> _TEXT SEGMENT_:
Friday, April 4, 2025

The Paranormal Ranger (Stanley Milford, Jr.)

The Paranormal Ranger: A Navajo Investigator's Search for the Unexplained
Stanley Milford, Jr.
William Morrow
Nonfiction, Autobiography/Paranormal and Unexplained Phenomena
**** (Good)


DESCRIPTION: The modern Western world has long dismissed notions of ghosts or curses or other such phenomena, considering them hallucinations or hoaxes or simple misunderstandings. Many cultures, however, still consider such things as real as gravity and electricity... and many people around the world from many cultures, some of which should "know better", still experience unexplained encounters.
Stanley Milford, Jr., son of a Navajo father and Cherokee mother, grew up with a foot in two worlds, that of mainstream white America and that of Native culture. As a boy, he adored the many cop shows on TV and knew he'd love nothing more than to become a law enforcement officer, one of the Navajo Rangers who patrol the vast desert reservation protecting the people, the archaeological sites, and the environment. But he also had more than one unusual occurrence that lent weight to the native tales and legend he learned, enough to make him less dismissive than some would be when people would report unusual activities such as bigfoots harassing their livestock or skinwalkers stalking their land. For many years, he and a partner would explore unusual events, leading to many strange encounters.

(Dataset excerpt)
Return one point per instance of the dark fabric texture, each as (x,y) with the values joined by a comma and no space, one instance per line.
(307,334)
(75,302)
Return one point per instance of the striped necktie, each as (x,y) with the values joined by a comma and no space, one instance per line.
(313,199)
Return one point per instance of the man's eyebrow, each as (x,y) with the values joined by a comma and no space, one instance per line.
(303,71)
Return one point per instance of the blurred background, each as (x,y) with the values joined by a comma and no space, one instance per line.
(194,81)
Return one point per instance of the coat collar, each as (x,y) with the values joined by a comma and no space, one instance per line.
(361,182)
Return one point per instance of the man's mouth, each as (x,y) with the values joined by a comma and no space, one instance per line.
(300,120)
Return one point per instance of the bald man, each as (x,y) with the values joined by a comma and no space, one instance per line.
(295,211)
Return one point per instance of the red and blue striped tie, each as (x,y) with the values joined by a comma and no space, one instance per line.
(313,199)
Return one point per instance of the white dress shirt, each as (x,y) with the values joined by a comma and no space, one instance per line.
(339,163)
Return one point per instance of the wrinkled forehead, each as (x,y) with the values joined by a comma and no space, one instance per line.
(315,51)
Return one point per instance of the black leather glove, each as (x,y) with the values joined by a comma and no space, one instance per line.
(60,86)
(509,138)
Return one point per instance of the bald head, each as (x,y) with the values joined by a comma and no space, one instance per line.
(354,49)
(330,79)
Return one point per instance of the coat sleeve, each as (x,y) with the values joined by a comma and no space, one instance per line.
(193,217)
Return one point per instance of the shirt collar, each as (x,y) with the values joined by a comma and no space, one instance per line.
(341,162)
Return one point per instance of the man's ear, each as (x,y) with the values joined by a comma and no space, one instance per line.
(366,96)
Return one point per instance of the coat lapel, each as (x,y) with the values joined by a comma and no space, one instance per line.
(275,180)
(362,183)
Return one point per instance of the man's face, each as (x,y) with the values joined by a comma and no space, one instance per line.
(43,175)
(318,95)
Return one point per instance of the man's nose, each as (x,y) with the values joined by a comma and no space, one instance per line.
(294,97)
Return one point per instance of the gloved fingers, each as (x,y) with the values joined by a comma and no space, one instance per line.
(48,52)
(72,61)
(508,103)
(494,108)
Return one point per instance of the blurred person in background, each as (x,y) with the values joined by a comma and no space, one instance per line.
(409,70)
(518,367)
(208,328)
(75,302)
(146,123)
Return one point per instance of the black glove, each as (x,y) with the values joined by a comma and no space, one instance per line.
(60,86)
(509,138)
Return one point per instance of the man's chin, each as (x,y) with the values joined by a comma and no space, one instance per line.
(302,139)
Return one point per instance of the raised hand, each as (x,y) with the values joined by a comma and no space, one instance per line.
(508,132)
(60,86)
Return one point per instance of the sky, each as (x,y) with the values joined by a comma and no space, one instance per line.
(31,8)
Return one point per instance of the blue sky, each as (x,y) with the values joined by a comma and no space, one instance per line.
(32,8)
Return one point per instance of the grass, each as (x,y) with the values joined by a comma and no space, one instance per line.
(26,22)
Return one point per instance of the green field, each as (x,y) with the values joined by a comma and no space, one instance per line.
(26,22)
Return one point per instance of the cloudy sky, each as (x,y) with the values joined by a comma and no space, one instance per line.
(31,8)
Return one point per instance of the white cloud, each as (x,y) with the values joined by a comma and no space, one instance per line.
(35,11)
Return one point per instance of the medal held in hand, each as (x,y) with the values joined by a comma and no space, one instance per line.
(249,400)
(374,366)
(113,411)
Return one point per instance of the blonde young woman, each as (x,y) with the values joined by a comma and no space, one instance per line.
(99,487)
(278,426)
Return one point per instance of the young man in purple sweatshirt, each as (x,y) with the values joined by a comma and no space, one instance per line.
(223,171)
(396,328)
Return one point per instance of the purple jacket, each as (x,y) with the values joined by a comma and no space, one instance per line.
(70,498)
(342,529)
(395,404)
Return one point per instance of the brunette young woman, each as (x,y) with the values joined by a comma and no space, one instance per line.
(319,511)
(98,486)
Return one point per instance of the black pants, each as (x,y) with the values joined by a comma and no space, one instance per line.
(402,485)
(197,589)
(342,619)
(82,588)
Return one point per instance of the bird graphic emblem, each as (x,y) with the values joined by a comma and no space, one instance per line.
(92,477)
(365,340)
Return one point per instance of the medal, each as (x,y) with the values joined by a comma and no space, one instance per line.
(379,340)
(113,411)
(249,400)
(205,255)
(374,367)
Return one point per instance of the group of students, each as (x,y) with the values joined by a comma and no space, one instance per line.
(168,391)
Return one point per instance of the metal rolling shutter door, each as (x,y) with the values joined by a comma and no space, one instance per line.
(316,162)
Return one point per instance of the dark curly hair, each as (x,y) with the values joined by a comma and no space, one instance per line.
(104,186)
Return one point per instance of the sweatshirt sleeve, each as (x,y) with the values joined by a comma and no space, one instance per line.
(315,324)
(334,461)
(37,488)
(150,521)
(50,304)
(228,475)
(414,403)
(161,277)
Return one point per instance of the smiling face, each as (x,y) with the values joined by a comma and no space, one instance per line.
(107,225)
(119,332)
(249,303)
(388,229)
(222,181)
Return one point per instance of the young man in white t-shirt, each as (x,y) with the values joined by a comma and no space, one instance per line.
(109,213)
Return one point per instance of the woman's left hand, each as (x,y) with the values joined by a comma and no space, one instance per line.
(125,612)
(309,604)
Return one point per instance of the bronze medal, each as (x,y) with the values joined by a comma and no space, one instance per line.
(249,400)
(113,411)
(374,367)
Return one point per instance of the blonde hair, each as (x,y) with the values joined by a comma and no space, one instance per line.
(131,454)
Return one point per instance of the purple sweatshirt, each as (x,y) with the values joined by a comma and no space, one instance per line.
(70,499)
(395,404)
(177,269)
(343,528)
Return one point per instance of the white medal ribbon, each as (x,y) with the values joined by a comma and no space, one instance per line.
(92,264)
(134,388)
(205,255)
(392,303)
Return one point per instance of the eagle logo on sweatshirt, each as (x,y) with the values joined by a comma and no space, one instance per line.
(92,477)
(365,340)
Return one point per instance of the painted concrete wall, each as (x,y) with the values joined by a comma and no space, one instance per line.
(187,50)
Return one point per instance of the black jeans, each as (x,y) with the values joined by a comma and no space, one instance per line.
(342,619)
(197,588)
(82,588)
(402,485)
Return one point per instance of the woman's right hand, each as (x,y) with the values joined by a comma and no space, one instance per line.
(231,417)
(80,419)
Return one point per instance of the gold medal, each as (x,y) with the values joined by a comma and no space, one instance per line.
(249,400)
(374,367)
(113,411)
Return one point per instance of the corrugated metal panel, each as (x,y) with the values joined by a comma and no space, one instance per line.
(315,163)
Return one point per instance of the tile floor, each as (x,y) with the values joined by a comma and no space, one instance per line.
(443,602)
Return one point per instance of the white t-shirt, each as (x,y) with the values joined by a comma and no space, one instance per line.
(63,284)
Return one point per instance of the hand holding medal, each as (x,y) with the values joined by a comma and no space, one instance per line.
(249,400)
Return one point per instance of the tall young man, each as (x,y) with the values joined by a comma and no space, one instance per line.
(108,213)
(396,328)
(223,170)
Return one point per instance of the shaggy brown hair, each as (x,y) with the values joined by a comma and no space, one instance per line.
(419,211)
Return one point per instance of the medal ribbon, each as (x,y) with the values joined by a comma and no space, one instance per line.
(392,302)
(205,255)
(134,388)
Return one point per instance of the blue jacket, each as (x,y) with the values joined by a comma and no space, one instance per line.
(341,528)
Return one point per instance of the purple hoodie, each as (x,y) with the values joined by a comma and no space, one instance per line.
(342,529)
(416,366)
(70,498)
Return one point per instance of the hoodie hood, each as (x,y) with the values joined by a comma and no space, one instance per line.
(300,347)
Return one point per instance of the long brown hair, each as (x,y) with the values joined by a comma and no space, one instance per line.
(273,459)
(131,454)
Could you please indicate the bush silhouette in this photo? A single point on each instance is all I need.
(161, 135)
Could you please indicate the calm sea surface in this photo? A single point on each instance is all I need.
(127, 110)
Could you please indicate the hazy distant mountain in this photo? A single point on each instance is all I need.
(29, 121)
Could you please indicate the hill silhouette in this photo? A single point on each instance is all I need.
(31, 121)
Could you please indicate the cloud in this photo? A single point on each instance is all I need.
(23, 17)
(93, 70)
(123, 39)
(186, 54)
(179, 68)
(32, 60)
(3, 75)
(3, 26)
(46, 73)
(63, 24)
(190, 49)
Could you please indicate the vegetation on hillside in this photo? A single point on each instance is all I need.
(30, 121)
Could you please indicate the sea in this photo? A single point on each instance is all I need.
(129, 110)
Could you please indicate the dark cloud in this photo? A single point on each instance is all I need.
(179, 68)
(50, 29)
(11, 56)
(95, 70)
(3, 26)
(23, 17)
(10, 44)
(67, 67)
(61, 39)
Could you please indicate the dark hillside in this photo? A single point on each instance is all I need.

> _PROBLEMS AND TASKS_:
A) Decide whether each statement agrees with the book review of The Paranormal Ranger above. Answer yes or no for each, and quote the deciding words from the review. (i) Stanley Milford, Jr.'s father was Cherokee. (ii) As a boy, Milford loved the cop shows on TV. (iii) The Navajo Rangers protect the people, the archaeological sites, and the environment.
B) Extend the book review of The Paranormal Ranger past its last sentence.

> _RESULTS OF THE EXERCISE_:
A)
(i) No: "son of a Navajo father and Cherokee mother"
(ii) Yes: "As a boy, he adored the many cop shows on TV"
(iii) Yes: "protecting the people, the archaeological sites, and the environment"

B)
REVIEW: I was a long-time X-phile, and this book looked to strike a similar vein to some of the older books on unexplained phenomena that I used to enjoy, with a little different and non-"Western" take on the matter. The author approaches the subject and his experiences with both logic and cultural understanding, an approach that works rather well for events that would seem to defy current scientific consensus of what can be real and what cannot exist. More often than not, he and his partner serve a greater purpose by ensuring that people feel heard and understood, and are not simply dismissed or actively derided for what they experienced; their investigations gather some interesting evidence and even result in some close encounters, but as Milford says more than once, these aren't usually cases where there's a suspect to apprehend or some legal recourse for victims. The author also explores his own life and career beyond the paranormal aspects that were only a small part of his overall job. Throughout runs a strong thread of Native culture and belief and history, including portions of creation (or "emergence") myths, which offer lenses and tools with which to understand aspects of reality that are too readily dismissed by the mainstream/white world. The whole makes for some interesting storytelling. As for how much I believe... I'd call myself agnostic on the matter, though I'm not about to tell someone they did not experience a thing just because I did not experience a thing.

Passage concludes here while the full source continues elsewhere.